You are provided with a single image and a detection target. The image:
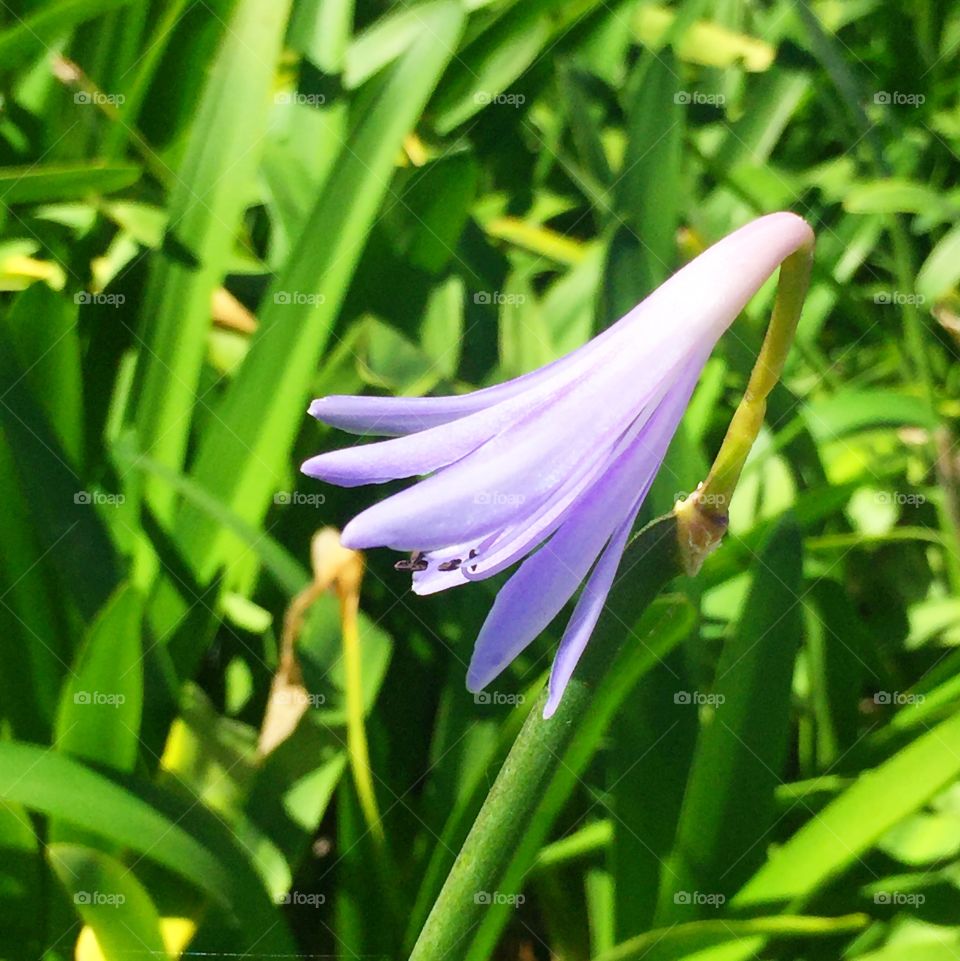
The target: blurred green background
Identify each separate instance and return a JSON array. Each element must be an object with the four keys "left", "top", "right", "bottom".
[{"left": 0, "top": 0, "right": 960, "bottom": 961}]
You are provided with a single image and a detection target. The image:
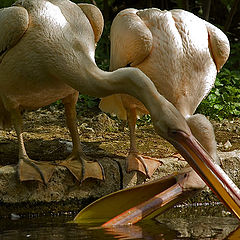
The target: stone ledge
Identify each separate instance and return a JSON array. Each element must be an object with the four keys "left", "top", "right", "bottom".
[{"left": 0, "top": 150, "right": 240, "bottom": 216}]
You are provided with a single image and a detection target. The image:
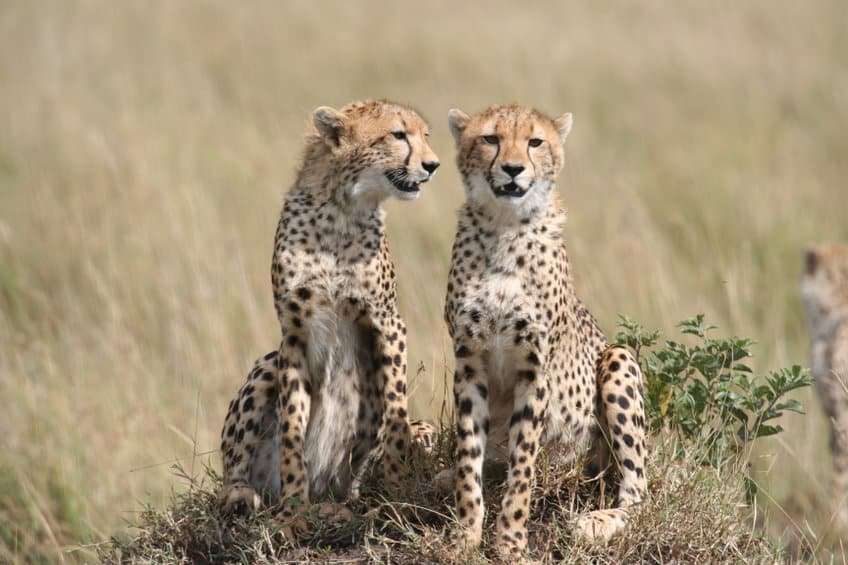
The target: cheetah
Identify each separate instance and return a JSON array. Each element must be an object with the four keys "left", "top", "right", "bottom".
[
  {"left": 445, "top": 105, "right": 647, "bottom": 557},
  {"left": 221, "top": 101, "right": 439, "bottom": 515},
  {"left": 801, "top": 244, "right": 848, "bottom": 528}
]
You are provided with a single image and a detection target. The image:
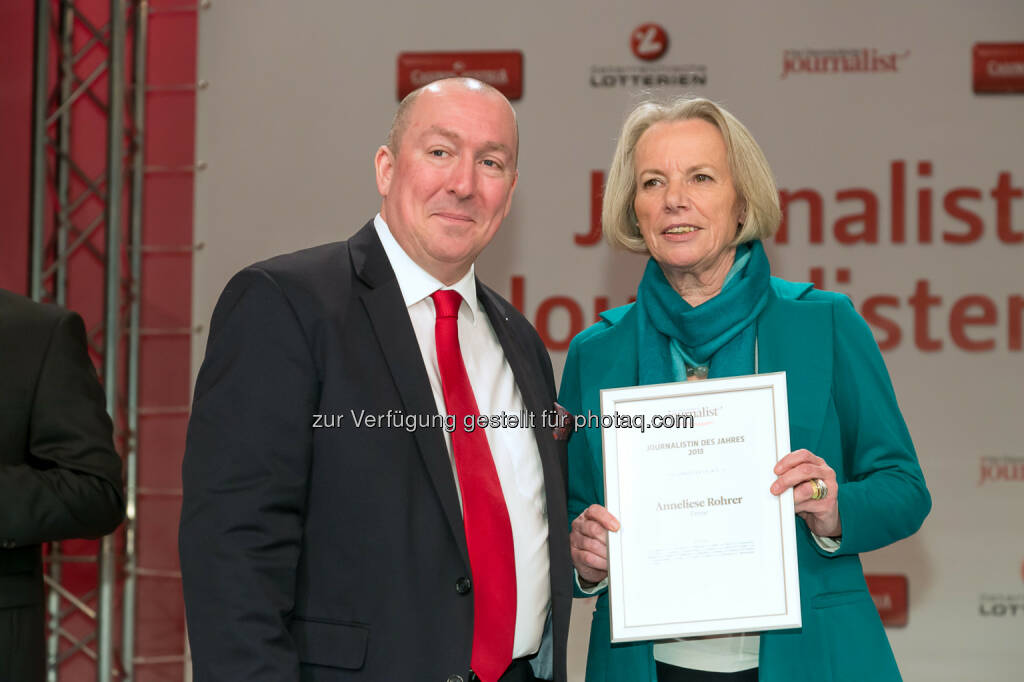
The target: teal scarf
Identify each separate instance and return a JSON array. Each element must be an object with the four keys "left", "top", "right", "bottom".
[{"left": 637, "top": 242, "right": 769, "bottom": 385}]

Objective: Reproduce all of the entries above, requests included, offsetting every bounding-box coordinate in the answers by adding 37. Leave the pictures out.

Result of this task:
You are provided with a single image and a detection target. The image:
The target: blurred green background
Identify each separate instance and return a JSON array. Each element must be an object with the four keys "left", "top", "right", "bottom".
[{"left": 37, "top": 37, "right": 997, "bottom": 998}]
You are provided with a single image and a detection target. The image:
The target: stone ledge
Identify each separate instance and return a JSON array. Each element must be an object with the four keys "left", "top", "right", "bottom".
[{"left": 37, "top": 187, "right": 277, "bottom": 253}]
You are provided with a single image and a detection target. The image:
The target: cheetah
Identify each separate instance and return a JSON array. Each element must be an object with the four keys "left", "top", "right", "bottom".
[
  {"left": 482, "top": 142, "right": 684, "bottom": 594},
  {"left": 258, "top": 138, "right": 476, "bottom": 552},
  {"left": 838, "top": 281, "right": 885, "bottom": 565}
]
You are provided with a single image and a detection target. The image:
The target: teal scarf
Identify each separate instance and return a JSON array. Each element must be an object with the four keys "left", "top", "right", "bottom".
[{"left": 674, "top": 279, "right": 806, "bottom": 422}]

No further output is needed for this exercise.